_TASK REQUIREMENTS_.
From start to finish, set down the entries below exactly, leaving out the pictures.

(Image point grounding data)
[Start of section]

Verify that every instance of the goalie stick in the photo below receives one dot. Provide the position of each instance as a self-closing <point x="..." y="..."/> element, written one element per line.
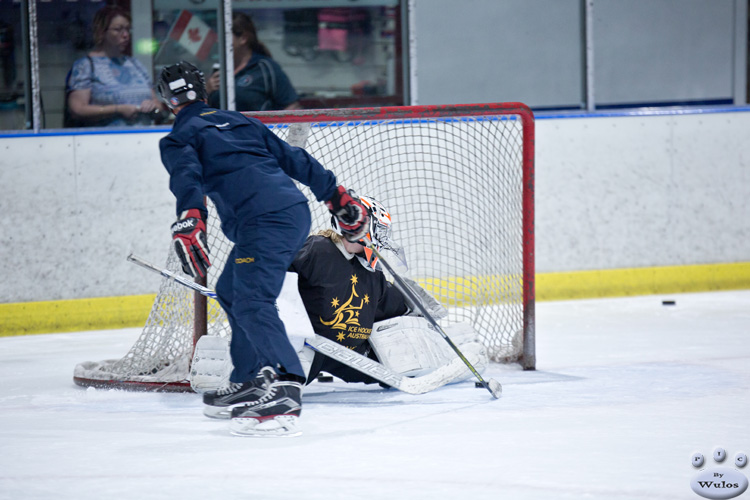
<point x="493" y="386"/>
<point x="363" y="364"/>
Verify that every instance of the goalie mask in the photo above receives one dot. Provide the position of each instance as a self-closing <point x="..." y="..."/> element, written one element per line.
<point x="181" y="83"/>
<point x="379" y="232"/>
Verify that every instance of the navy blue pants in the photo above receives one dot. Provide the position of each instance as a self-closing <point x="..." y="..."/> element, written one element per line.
<point x="249" y="286"/>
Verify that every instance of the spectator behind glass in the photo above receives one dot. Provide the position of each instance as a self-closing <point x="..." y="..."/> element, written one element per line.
<point x="108" y="87"/>
<point x="259" y="82"/>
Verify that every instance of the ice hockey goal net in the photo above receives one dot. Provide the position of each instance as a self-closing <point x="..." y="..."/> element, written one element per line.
<point x="459" y="183"/>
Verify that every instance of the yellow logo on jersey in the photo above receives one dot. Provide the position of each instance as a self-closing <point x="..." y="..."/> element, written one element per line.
<point x="346" y="316"/>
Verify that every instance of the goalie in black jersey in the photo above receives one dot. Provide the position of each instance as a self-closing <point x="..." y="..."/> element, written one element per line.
<point x="348" y="300"/>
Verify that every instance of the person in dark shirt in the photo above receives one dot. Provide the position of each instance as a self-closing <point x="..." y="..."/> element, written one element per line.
<point x="249" y="173"/>
<point x="345" y="292"/>
<point x="259" y="82"/>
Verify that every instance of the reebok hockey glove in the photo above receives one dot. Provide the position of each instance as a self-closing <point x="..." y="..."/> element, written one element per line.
<point x="191" y="244"/>
<point x="351" y="214"/>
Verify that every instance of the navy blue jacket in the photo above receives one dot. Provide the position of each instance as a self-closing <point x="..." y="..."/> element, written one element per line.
<point x="239" y="163"/>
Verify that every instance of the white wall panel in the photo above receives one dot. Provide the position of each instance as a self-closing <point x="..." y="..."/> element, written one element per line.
<point x="611" y="192"/>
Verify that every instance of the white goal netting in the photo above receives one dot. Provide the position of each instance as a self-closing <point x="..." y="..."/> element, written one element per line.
<point x="458" y="182"/>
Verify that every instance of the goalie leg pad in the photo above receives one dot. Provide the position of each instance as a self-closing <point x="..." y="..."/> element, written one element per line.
<point x="411" y="346"/>
<point x="211" y="364"/>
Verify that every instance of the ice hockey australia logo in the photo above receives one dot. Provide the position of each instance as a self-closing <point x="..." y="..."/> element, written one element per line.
<point x="346" y="315"/>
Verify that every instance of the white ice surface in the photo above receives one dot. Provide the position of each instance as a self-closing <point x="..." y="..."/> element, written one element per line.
<point x="625" y="391"/>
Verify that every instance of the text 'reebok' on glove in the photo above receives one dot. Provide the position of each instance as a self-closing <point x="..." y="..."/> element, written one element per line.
<point x="191" y="244"/>
<point x="351" y="214"/>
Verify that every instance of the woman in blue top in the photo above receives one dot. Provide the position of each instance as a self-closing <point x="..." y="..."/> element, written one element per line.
<point x="259" y="82"/>
<point x="108" y="87"/>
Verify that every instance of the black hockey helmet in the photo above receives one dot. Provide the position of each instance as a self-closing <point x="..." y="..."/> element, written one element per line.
<point x="181" y="83"/>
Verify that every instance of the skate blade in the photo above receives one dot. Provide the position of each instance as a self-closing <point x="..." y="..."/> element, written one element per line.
<point x="279" y="426"/>
<point x="221" y="412"/>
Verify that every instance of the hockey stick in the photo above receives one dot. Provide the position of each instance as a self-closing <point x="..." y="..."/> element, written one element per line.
<point x="174" y="277"/>
<point x="363" y="364"/>
<point x="493" y="386"/>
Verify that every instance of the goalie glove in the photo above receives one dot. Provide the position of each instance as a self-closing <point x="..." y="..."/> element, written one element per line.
<point x="352" y="216"/>
<point x="191" y="244"/>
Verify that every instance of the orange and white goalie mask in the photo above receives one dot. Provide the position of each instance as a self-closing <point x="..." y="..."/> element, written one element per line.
<point x="380" y="233"/>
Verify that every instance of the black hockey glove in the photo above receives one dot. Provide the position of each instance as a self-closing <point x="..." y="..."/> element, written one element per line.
<point x="189" y="236"/>
<point x="351" y="214"/>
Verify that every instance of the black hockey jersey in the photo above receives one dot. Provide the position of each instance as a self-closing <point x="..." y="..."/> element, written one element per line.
<point x="343" y="299"/>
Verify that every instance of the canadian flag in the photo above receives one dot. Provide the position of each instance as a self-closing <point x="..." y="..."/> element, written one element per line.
<point x="193" y="34"/>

[End of section]

_RESPONSE AREA_.
Verify that every instance of the goalie stick in the photo below receives one dot. Provide the position of each instance as a self-closing <point x="..." y="..."/> element, written one element per line.
<point x="493" y="386"/>
<point x="363" y="364"/>
Verify that every instance of the goalie mask in the photo above receives one dot. Provide the position of each instance as a self-closing <point x="..." y="..."/> element, written one element per line.
<point x="181" y="83"/>
<point x="379" y="232"/>
Verify that every instance of the navy blue pants in the photo above receives one dot. Provide the position of each instance as a self-closing <point x="..." y="..."/> element, written one element per line.
<point x="249" y="286"/>
Verify that every instance of the spectator behind glass in the photo above receives one dot. Provide the position of each instance as a self-closing <point x="..." y="..."/> element, written one element per line.
<point x="108" y="87"/>
<point x="259" y="82"/>
Verify that every instance of the ice hockey goal net in the photo above receives one dot. Provide the position of each instance as a self-closing <point x="..." y="..."/> element, written one element per line.
<point x="459" y="183"/>
Verify that every instance of the yellow logo on jersey in the photo above receives one dot. Provide the position of each instance as a self-closing <point x="..." y="..."/> element, written one element per line.
<point x="346" y="316"/>
Verify that every instance of the goalie in black jersey in the photo above receives one dot. Provide the position of each instance as a self-closing <point x="..." y="..."/> element, written one element per line.
<point x="348" y="300"/>
Verify that every instance of the person in dark shirt in the photo above receives one dot. Provide the position of each instance as a self-closing <point x="..." y="..."/> element, written one element per line.
<point x="249" y="173"/>
<point x="345" y="292"/>
<point x="259" y="82"/>
Verify that every instance of the reebok hockey glove in the photo above receives one dot. Provide the position of each instance as a self-closing <point x="..." y="..."/> element, written one element per line.
<point x="191" y="244"/>
<point x="351" y="214"/>
Verify that every instance of the navy blue jacket in the photo above receives one dot. Provide the position of each instance as a self-closing <point x="..." y="..."/> element, written one element per line.
<point x="239" y="163"/>
Verify that every instance of the white wall panel in the photo above receives one dot. Provide the position of each instance as a self-closing <point x="..." y="..."/> element, written one element per line.
<point x="611" y="192"/>
Verify that every instance of the white goal netting in the photo above receives one dot. Provide the position of each instance as a self-closing <point x="..." y="..."/> element, written one element per line.
<point x="458" y="182"/>
Verify that every instance of the goalie leg pad in the photo above receives one dot. Provide the position of each instance as a self-closing <point x="..." y="..."/> element, written one element per line.
<point x="411" y="346"/>
<point x="211" y="364"/>
Verify that every instance of the ice hockey australia logo in the photo above receives one dot. Provide the position of each instance as a self-closing <point x="..." y="..."/> element, written one element per line.
<point x="346" y="315"/>
Verify that every instance of the white ice surface in the photo above receives one dot. Provide the position of each instance as a self-closing <point x="..." y="..."/> element, written one element per line.
<point x="625" y="391"/>
Verify that every instance of the text 'reebok' on glove in the photo above receives one dot. Provide the position of each instance as a self-closing <point x="..." y="..."/> element, written one element per line.
<point x="191" y="244"/>
<point x="351" y="214"/>
Verify that every instance of the woman in blue top in the photo above receives one dot. Provide the position of each instance as a self-closing <point x="..." y="..."/> element, written one element per line.
<point x="259" y="82"/>
<point x="108" y="87"/>
Verify that every instance of the black hockey helmet in the photo above receives one dot. Provide the position of each instance as a self-closing <point x="..." y="..."/> element, written one element per line.
<point x="181" y="83"/>
Verify that every instance of the skate blade in the photo above receives one dot. Provide the position of each instance as a self-closing <point x="..." y="..."/> element, written one element per line.
<point x="279" y="426"/>
<point x="221" y="412"/>
Verify that every instance of the hockey stick in the photo above receives one dot. Provide the position of each instance as a self-closing <point x="..." y="..."/> element, written one element per line.
<point x="174" y="277"/>
<point x="363" y="364"/>
<point x="493" y="386"/>
Verify that every instance of the goalie glove in the photo above receives one dot. Provide the position of each instance as a self-closing <point x="..." y="..."/> element, written one element per line.
<point x="352" y="216"/>
<point x="191" y="244"/>
Verify that every instance of the orange and white goalie mask in the photo above receives one dot. Provide the position of each instance as a self-closing <point x="..." y="..."/> element, written one element per line.
<point x="380" y="233"/>
Verify that every instance of the black hockey glove in the photo above receives one dot. Provide the position of each instance as a self-closing <point x="..." y="..."/> element, written one element per line.
<point x="189" y="236"/>
<point x="351" y="214"/>
Verify that every instance of the black hockey jersey in the photo above receives one dot. Provide the position of each instance as a self-closing <point x="..." y="..."/> element, written one element per line.
<point x="343" y="299"/>
Verify that every instance of the canadian flag in the photo above receives one dot. Provide the position of each instance as a self-closing <point x="..." y="..."/> element, written one element per line.
<point x="193" y="34"/>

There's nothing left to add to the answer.